### JOBS:
1) In the mailing-list thread on deferred file writing, rewrite the part that opens with the words containing "We probably could" and closes with "reason). What for?", changing "serialized" to "queued".
2) According to the mailing-list thread on deferred file writing, which file holds the bottleneck caused by the superblock lock?

### EXTRACTED TEXT:

Re: [RFC] Generic deferred file writing

2001-01-01 Thread Alexander Viro



On Tue, 2 Jan 2001, Roman Zippel wrote:

 Block allocation is not my problem right now (and even directory handling
 is not that difficult), but I will post somethings about this on fsdevel
 later.
 But one question is still open, I'd really like an answer for:
 Is it possible to use a per-inode-indirect-block-semaphore?

Depends on a filesystem. Generally you don't want asynchronous operations
to grab semaphores shared with something else. kswapd knows to skip the locked
pages, but that's it - if writepage() is going to block on a semaphore you
will not know what had hit you. And while buffer-cache operations will not
trigger writepage() (grep for GFP_BUFFER and GFP_IO and you'll see) you have
no such warranties for other sources of memory pressure. If one of them
hits while you are holding such semaphore - you are toast.

We probably could pull it off for ext2_truncate() vs. ext2_get_block()
but it would not do us any good. It would give excessive exclusion for
operations that can be done in parallel just fine (example: we have
a hole from 100Kb to 200Kb. Pageouts in that area can be trivially
done i parallel - current code will not even try to do unrolls. With
your locking they will be serialized for no good reason). What for?

-
To unsubscribe from this list: send the line "unsubscribe linux-kernel" in
the body of a message to [EMAIL PROTECTED]
Please read the FAQ at http://www.tux.org/lkml/



Re: [RFC] Generic deferred file writing

2000-12-31 Thread Alexander Viro



On Mon, 1 Jan 2001, Roman Zippel wrote:

> I just rechecked that, but I don't see no superblock lock here, it uses
> the kernel_lock instead. Although Al could give the definitive answer for
> this, he wrote it. :)

No superblock lock in get_block() proper. Tons of it in the dungheap called
balloc.c. _That's_ where the bottleneck is. BTW, even BKL is easily removable
from get_block() - check /* Reader: */ and /* Writer: */ comments, they mark
the places to put spinlock in.

> > The way the Linux MM works, if the lower levels need to do buffer
> > allocations, they will use GFP_BUFFER (which "bread()" does internally),
> > which will mean that the VM layer will _not_ call down recursively to
> > write stuff out while it's already trying to write something else. This is
> > exactly so that filesystems don't have to release and re-try if they don't
> > want to.
> > 
> > In short, I don't see any of your arguments.
> 
> Then I must have misunderstood Al. Al?
> If you were right here, I would see absolutely no reason for the current
> complexity. (Me is a bit confused here.)

Reread the original thread. GFP_BUFFER protects us from buffer cache
allocations triggering pageouts. It has nothing to the deadlock scenario
that would come from grabbing ->i_sem on pageout.

### INFORMATION GIVEN:
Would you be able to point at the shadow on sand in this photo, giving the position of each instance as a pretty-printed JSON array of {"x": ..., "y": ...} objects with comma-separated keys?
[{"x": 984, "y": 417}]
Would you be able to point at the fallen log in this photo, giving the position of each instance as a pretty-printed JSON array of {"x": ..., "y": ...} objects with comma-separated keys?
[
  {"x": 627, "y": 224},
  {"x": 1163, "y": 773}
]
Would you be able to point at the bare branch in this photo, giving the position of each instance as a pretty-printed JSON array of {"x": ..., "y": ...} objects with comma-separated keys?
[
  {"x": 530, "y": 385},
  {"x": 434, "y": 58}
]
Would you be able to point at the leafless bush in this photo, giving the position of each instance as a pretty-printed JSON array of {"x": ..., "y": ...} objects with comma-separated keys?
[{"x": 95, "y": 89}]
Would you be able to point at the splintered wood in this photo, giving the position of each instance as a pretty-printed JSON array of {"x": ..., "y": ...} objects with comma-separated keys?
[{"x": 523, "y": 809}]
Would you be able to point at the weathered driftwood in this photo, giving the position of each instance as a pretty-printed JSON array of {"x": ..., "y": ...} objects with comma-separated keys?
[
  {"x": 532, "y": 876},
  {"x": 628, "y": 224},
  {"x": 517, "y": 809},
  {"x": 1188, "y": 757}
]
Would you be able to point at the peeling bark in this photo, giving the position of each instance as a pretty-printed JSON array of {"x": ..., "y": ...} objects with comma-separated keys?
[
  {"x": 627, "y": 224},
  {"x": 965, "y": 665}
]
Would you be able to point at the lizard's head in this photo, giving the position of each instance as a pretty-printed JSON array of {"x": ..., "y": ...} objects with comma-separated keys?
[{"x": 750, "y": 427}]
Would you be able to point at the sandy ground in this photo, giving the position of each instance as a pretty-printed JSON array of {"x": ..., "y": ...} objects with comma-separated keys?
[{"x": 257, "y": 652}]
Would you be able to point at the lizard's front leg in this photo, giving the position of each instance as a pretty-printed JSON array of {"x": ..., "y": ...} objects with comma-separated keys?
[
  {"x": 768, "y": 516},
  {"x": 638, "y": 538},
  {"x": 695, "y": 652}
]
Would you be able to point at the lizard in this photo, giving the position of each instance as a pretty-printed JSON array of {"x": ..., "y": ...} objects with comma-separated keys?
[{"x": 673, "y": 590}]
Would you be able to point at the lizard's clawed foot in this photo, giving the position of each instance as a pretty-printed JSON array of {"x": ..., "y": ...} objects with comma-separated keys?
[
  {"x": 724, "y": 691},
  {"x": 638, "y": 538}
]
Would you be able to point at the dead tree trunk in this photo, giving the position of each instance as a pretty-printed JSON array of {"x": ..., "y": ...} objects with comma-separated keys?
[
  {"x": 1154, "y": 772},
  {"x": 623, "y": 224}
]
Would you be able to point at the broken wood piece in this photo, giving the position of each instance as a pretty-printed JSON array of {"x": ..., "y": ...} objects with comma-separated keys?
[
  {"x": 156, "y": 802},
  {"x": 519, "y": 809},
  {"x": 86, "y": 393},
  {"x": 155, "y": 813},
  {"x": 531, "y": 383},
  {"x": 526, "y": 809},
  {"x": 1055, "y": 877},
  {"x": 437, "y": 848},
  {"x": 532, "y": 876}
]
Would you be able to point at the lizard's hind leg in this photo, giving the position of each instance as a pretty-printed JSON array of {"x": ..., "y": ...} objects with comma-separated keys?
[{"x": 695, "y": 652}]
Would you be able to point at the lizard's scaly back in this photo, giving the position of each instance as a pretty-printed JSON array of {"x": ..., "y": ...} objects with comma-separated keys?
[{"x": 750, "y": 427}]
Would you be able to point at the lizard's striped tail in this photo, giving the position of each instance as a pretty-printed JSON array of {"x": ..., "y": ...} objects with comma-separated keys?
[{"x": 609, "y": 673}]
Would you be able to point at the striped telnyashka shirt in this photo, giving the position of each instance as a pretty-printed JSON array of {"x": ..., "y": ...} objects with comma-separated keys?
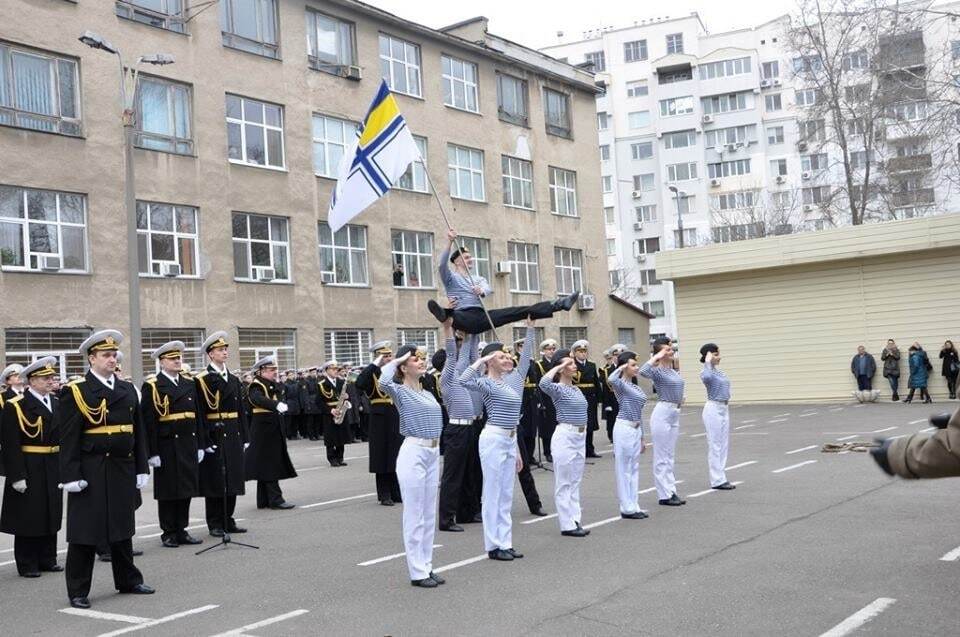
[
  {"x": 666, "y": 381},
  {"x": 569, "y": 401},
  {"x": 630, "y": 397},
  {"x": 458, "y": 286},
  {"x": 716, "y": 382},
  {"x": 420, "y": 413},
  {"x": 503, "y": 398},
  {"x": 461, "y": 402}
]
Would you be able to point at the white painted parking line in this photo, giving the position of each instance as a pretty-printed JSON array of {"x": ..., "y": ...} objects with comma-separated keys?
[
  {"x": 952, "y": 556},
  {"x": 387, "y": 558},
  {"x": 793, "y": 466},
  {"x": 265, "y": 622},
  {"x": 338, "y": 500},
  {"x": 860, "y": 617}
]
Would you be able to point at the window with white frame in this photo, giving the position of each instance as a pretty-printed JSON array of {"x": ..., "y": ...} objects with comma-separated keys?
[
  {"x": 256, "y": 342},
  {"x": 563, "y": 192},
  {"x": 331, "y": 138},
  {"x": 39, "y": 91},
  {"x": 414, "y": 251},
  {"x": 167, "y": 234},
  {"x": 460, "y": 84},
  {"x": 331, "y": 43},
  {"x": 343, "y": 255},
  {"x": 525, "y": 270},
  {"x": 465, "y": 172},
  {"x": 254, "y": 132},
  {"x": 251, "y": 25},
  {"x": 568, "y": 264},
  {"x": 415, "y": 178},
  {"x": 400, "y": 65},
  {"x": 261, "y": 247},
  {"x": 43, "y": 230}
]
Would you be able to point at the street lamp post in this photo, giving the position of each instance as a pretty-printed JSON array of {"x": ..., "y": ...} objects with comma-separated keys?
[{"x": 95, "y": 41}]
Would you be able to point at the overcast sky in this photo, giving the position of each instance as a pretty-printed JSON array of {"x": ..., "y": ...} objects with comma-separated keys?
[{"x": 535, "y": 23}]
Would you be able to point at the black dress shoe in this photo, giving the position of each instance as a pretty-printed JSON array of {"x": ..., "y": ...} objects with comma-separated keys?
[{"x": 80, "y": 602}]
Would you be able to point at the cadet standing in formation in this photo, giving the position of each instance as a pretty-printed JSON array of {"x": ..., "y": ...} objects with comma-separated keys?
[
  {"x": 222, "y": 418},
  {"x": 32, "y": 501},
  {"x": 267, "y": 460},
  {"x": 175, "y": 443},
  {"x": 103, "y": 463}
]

--

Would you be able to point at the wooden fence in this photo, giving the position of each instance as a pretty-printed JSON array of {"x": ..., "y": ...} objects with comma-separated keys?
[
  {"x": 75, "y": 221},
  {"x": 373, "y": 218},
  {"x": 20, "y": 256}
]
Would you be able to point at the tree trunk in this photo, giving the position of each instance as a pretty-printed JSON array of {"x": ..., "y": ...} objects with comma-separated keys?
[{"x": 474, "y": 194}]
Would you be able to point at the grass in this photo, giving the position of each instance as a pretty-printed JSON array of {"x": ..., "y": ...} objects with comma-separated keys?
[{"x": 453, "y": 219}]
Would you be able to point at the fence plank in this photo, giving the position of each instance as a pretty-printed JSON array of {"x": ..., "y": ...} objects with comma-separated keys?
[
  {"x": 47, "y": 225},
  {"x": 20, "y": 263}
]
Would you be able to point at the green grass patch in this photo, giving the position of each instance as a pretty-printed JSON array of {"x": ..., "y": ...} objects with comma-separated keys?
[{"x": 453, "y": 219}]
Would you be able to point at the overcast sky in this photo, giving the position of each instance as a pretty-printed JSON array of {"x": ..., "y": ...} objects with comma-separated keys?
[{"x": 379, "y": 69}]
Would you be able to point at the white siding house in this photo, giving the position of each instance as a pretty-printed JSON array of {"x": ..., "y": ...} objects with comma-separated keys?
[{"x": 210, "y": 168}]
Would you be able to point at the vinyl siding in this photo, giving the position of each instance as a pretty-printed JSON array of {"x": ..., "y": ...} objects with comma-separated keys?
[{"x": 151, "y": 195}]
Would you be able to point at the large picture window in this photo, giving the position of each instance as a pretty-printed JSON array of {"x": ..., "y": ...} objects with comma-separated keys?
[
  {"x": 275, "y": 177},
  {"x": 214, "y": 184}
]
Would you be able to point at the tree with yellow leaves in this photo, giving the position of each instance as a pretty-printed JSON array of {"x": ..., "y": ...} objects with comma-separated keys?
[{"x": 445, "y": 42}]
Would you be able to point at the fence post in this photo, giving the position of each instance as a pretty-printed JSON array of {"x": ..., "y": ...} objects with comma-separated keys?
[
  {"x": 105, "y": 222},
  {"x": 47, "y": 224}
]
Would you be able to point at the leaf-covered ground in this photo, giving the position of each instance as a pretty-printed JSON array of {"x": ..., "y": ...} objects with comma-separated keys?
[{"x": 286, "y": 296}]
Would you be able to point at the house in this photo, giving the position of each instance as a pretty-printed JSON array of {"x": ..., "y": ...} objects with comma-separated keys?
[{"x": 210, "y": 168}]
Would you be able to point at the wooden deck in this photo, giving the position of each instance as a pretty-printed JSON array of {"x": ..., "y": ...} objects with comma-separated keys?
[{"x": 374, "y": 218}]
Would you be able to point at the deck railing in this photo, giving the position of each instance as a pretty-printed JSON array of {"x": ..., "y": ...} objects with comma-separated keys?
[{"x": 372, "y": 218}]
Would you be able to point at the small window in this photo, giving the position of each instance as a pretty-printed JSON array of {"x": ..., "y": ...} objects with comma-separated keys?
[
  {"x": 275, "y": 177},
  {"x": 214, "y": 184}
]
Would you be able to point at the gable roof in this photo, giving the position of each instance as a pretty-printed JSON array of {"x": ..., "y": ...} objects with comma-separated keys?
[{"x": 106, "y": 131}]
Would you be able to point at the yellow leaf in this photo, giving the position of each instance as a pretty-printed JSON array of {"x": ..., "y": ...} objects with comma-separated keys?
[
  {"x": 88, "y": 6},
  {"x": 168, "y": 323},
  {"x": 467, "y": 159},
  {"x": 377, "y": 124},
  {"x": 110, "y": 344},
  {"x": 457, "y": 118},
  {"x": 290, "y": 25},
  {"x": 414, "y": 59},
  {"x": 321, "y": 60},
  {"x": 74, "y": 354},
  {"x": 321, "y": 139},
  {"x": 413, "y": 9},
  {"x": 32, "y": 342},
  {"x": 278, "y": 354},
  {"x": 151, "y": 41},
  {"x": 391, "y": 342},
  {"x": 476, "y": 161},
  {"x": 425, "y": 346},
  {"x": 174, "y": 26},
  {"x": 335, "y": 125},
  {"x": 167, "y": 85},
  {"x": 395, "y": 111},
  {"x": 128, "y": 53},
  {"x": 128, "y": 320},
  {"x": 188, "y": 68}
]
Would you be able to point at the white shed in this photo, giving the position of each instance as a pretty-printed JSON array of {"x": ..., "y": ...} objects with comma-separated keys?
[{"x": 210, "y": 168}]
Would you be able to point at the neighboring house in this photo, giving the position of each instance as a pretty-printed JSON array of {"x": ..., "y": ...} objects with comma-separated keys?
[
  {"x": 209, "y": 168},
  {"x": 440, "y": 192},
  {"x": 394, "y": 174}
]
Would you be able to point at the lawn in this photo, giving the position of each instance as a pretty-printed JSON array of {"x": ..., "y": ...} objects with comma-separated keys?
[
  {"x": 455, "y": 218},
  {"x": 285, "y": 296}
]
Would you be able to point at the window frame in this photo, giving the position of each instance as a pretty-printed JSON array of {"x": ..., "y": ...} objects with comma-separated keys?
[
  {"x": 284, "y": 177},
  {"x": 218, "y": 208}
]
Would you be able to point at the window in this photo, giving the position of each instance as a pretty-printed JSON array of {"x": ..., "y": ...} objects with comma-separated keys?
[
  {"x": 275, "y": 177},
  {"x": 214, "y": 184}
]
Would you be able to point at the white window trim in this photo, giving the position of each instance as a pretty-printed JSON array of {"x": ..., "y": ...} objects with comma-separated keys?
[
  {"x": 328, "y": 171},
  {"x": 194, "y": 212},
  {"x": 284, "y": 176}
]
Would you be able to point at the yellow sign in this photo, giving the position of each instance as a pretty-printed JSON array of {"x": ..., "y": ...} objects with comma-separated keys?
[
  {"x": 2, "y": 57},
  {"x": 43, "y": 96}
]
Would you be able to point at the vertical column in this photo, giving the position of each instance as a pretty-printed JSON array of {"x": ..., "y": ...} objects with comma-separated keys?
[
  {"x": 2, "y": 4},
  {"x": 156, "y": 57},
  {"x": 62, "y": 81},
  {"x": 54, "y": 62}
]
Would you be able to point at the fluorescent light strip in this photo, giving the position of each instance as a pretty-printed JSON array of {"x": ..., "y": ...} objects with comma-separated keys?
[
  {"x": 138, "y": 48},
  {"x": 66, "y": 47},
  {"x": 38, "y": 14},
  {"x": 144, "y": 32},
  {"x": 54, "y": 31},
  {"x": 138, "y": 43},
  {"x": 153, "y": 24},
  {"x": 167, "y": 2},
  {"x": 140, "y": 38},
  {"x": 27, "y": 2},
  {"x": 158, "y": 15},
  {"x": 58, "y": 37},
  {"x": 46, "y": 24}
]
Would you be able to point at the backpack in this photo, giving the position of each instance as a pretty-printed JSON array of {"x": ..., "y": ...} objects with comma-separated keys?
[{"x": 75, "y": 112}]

==

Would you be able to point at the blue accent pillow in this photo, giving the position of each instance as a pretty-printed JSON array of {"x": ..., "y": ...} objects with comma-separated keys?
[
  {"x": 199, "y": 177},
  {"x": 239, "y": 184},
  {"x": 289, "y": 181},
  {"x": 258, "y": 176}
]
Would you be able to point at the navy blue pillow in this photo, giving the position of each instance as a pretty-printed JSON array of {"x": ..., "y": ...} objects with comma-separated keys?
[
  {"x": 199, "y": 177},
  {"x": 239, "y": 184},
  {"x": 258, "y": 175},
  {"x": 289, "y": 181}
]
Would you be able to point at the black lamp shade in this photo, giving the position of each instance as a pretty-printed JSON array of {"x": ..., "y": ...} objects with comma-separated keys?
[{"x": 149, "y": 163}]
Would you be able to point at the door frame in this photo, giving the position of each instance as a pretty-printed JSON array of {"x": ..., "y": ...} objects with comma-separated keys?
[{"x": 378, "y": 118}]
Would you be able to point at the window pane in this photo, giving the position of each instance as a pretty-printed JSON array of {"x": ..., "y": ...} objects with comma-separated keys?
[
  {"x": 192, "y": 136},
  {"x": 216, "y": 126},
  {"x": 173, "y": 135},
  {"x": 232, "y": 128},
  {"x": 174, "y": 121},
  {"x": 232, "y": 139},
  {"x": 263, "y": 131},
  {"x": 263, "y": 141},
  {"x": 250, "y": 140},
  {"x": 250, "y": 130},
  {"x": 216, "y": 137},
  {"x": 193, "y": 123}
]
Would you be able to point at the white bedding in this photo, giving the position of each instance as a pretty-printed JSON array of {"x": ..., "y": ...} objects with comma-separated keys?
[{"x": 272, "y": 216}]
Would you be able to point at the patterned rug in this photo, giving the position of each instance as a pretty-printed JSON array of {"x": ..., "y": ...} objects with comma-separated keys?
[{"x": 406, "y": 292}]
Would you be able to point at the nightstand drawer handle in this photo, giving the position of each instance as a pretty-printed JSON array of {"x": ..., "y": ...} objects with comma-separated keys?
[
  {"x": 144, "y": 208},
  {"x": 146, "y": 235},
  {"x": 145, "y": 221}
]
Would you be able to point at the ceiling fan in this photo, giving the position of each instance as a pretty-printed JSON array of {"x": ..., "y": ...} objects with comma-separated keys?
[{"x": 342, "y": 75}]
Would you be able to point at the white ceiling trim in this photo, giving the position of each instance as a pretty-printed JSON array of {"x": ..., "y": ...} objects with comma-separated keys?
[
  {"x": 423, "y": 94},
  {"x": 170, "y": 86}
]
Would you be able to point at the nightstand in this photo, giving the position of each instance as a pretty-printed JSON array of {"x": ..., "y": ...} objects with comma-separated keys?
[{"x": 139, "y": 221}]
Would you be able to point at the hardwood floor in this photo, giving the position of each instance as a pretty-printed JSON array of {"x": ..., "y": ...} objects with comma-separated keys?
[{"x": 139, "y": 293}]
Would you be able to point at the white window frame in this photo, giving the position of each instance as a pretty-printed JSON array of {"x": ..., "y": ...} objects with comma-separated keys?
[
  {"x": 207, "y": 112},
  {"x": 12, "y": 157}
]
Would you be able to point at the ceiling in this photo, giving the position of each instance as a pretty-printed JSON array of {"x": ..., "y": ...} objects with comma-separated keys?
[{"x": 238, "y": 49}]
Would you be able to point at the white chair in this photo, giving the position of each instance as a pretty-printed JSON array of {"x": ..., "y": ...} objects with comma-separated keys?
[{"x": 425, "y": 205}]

### WRITTEN ANSWERS:
1)
We probably could pull it off for ext2_truncate() vs. ext2_get_block()
but it would not do us any good. It would give excessive exclusion for
operations that can be done in parallel just fine (example: we have
a hole from 100Kb to 200Kb. Pageouts in that area can be trivially
done i parallel - current code will not even try to do unrolls. With
your locking they will be queued for no good reason). What for?

2) balloc.c